----- Dataset records -----
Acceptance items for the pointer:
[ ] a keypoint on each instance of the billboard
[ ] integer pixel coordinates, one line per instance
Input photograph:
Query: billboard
-----
◆ Stated goal ◆
Rewrite the listing, putting "street sign" wherever "billboard" appears and leaving everything else as it is.

◆ Full response ◆
Acceptance items for the pointer:
[ ] a keypoint on each instance of the street sign
[ ] integer pixel coordinates, one line per instance
Input photograph:
Query: street sign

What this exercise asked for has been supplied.